Return the records that follow, unchanged and complete.
====== Given information
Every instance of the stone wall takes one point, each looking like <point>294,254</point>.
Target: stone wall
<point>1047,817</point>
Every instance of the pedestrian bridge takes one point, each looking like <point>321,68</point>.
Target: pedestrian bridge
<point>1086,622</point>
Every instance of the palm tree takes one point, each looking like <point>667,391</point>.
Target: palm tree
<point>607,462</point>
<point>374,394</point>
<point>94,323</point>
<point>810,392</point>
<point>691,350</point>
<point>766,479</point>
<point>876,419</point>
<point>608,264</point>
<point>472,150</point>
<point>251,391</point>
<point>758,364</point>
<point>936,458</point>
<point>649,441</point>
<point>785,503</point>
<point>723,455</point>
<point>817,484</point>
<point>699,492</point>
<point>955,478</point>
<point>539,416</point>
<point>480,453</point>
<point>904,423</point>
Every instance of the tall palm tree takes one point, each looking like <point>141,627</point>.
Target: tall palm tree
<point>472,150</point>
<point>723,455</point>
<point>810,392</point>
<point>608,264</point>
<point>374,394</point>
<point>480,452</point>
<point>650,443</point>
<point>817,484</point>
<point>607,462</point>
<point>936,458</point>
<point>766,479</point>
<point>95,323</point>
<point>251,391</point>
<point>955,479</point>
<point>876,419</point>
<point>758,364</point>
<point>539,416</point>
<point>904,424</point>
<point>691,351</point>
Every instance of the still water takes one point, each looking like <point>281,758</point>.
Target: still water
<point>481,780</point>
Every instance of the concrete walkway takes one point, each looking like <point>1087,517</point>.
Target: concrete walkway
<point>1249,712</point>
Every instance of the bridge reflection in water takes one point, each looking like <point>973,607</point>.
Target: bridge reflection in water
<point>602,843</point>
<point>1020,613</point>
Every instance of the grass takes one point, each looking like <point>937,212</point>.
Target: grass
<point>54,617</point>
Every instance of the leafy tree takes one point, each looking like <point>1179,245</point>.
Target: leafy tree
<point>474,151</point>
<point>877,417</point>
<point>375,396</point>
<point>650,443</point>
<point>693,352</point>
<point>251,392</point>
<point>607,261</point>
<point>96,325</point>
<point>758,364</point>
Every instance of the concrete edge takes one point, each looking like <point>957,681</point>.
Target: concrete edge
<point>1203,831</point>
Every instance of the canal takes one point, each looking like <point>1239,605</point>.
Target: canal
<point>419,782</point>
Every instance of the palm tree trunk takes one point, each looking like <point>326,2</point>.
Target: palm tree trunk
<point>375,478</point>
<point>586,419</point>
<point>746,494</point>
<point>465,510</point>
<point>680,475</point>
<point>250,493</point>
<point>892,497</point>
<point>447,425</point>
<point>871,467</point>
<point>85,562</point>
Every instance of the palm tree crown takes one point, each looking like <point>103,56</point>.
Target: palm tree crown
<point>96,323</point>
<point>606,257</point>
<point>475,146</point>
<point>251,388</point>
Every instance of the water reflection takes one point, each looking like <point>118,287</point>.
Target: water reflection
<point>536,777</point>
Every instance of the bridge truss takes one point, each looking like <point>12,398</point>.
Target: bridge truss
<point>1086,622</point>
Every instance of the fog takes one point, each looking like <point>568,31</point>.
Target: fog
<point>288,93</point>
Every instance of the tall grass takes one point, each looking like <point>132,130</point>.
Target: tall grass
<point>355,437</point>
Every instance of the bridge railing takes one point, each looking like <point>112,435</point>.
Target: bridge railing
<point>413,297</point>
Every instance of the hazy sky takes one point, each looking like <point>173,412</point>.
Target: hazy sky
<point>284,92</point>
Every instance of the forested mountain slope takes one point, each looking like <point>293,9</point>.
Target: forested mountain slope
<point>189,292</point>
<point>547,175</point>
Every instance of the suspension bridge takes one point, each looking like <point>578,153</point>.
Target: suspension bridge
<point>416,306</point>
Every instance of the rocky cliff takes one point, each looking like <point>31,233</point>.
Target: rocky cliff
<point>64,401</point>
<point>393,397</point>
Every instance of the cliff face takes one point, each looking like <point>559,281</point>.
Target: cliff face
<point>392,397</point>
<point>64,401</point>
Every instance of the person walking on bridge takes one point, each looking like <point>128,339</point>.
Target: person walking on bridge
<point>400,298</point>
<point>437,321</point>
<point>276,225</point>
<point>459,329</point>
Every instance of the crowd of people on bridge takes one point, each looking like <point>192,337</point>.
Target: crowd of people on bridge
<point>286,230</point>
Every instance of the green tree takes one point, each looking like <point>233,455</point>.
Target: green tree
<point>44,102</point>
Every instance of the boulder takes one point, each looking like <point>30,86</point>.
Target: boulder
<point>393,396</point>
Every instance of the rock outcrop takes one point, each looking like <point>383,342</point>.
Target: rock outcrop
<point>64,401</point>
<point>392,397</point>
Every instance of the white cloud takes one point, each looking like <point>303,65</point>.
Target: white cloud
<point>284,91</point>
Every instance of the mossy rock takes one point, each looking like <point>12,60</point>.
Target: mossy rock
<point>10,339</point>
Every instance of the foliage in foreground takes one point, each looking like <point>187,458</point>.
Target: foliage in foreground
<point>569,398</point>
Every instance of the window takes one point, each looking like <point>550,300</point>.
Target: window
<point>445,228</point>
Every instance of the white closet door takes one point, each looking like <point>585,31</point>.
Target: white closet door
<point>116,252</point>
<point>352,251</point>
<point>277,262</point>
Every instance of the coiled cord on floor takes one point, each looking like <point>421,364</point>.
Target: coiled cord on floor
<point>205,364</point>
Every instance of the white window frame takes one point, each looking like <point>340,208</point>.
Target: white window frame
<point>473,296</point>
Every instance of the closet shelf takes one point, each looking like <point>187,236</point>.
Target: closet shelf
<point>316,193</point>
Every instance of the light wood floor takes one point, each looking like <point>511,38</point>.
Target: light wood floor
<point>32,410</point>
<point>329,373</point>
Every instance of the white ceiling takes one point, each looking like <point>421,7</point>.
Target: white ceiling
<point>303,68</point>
============
Answer box:
Every instance of the stone wall takes one point, each looking like <point>294,254</point>.
Target: stone wall
<point>1047,817</point>
Every instance of the pedestrian bridge takes one point, each looking like <point>321,68</point>.
Target: pedestrian bridge
<point>1086,622</point>
Every instance of the palm tree takes one point, each looking like <point>667,391</point>.
Target: palm tree
<point>607,462</point>
<point>374,394</point>
<point>94,323</point>
<point>810,392</point>
<point>691,350</point>
<point>766,479</point>
<point>876,419</point>
<point>608,264</point>
<point>472,150</point>
<point>251,391</point>
<point>758,364</point>
<point>936,458</point>
<point>649,441</point>
<point>785,503</point>
<point>723,455</point>
<point>817,484</point>
<point>699,492</point>
<point>955,478</point>
<point>539,416</point>
<point>480,453</point>
<point>904,423</point>
Every instance of the tall palm tree takes one point, each looking like <point>141,627</point>.
Target: tall palm tree
<point>472,150</point>
<point>723,455</point>
<point>810,392</point>
<point>608,264</point>
<point>374,394</point>
<point>480,452</point>
<point>650,443</point>
<point>817,484</point>
<point>607,462</point>
<point>936,458</point>
<point>766,479</point>
<point>95,323</point>
<point>251,391</point>
<point>955,479</point>
<point>876,419</point>
<point>758,364</point>
<point>539,416</point>
<point>904,424</point>
<point>691,351</point>
Every instance of the still water takes one point, each looking like <point>281,758</point>.
Target: still water
<point>481,780</point>
Every instance of the concrete walkway takes one point, each looking like <point>1087,517</point>.
Target: concrete walkway
<point>1249,712</point>
Every instance of the bridge reflection in water takes one point, each looking like <point>973,607</point>.
Target: bridge reflection in water
<point>602,843</point>
<point>1020,613</point>
Every instance of the grass takes one point, each looking like <point>937,212</point>.
Target: grass
<point>54,617</point>
Every instance of the leafy tree takes one point, each looking like <point>1179,245</point>.
Target: leafy tree
<point>474,151</point>
<point>877,417</point>
<point>375,396</point>
<point>650,443</point>
<point>693,352</point>
<point>251,392</point>
<point>607,261</point>
<point>96,325</point>
<point>758,364</point>
Every instance of the concrete edge takes one point, each looking like <point>957,681</point>.
Target: concrete edge
<point>1203,831</point>
Every instance of the canal takes one point, each looking like <point>1239,605</point>.
Target: canal
<point>419,782</point>
Every instance of the palm tree trunk takes one point, each looking like <point>326,2</point>.
Target: palm tree trunk
<point>375,478</point>
<point>586,419</point>
<point>746,494</point>
<point>465,510</point>
<point>680,475</point>
<point>250,493</point>
<point>892,497</point>
<point>447,425</point>
<point>871,467</point>
<point>85,562</point>
Every instance of the palm tree crown takes one point, each looking like <point>103,56</point>.
Target: palm tree crown
<point>96,323</point>
<point>606,257</point>
<point>475,146</point>
<point>251,388</point>
Every instance of the water reflection takes one point, each looking like <point>118,287</point>.
Target: water reflection
<point>536,777</point>
Every instance of the bridge truss takes one point, each looking like <point>12,398</point>.
Target: bridge truss
<point>1086,622</point>
Every instance of the fog takes one point, each looking like <point>568,31</point>.
Target: fog
<point>288,93</point>
Every instance of the tall grass takes one point, each looking like <point>132,130</point>.
Target: tall grass
<point>355,437</point>
Every instance of the bridge railing takes one point, each looking like <point>112,435</point>.
Target: bridge railing
<point>413,297</point>
Every instance of the hazy sky takes one point, each looking like <point>173,412</point>.
Target: hazy sky
<point>284,92</point>
Every instance of the forested mountain slope takes one point, each looking like <point>293,9</point>.
Target: forested mountain slope
<point>189,292</point>
<point>547,175</point>
Every instance of the suspension bridge takes one point, each looking like <point>578,153</point>.
Target: suspension bridge
<point>416,306</point>
Every instance of the rocky cliff takes one point, each looking like <point>31,233</point>.
Target: rocky cliff
<point>64,401</point>
<point>393,397</point>
Every instance of the cliff face takes one point, each looking like <point>559,281</point>.
Target: cliff face
<point>392,397</point>
<point>64,401</point>
Every instance of the person walking on bridge takes one point, each looking like <point>128,339</point>.
Target: person walking on bridge
<point>400,298</point>
<point>437,321</point>
<point>276,225</point>
<point>459,329</point>
Every instance of the crowd of people on bridge takes one point, each looking like <point>192,337</point>.
Target: crowd of people on bridge
<point>286,230</point>
Every instance of the green tree takes one point, each looking like <point>233,455</point>.
Target: green tree
<point>44,102</point>
Every instance of the boulder takes one point, each looking like <point>30,86</point>.
Target: boulder
<point>393,396</point>
Every instance of the rock outcrop takes one point, each looking like <point>383,342</point>.
Target: rock outcrop
<point>64,401</point>
<point>392,397</point>
Every instance of the white cloud takes one point, each looking like <point>303,65</point>.
Target: white cloud
<point>284,91</point>
Every instance of the mossy rock takes one point, each looking like <point>12,60</point>.
Target: mossy rock
<point>10,339</point>
Every instance of the foliage in foreground takes one point, each looking like <point>187,458</point>.
Target: foliage in foreground
<point>569,398</point>
Every instance of the window takes one point, each looking like <point>550,300</point>.
Target: window
<point>445,228</point>
Every instance of the white closet door takes one point, each looking like <point>585,31</point>.
Target: white closet door
<point>116,252</point>
<point>352,251</point>
<point>277,262</point>
Every instance of the coiled cord on floor takes one point, each looking like <point>421,364</point>.
Target: coiled cord on floor
<point>205,364</point>
Every instance of the white window frame takes one point, each looking like <point>340,208</point>.
Target: white window frame
<point>473,296</point>
Every instance of the closet shelf takes one point, each looking like <point>187,236</point>.
Target: closet shelf
<point>316,193</point>
Every instance of the light wood floor takes one point, each looking like <point>511,38</point>.
Target: light wood floor
<point>32,410</point>
<point>329,373</point>
Every instance of the white ceiling takes one point, each looking like <point>421,7</point>.
Target: white ceiling
<point>303,68</point>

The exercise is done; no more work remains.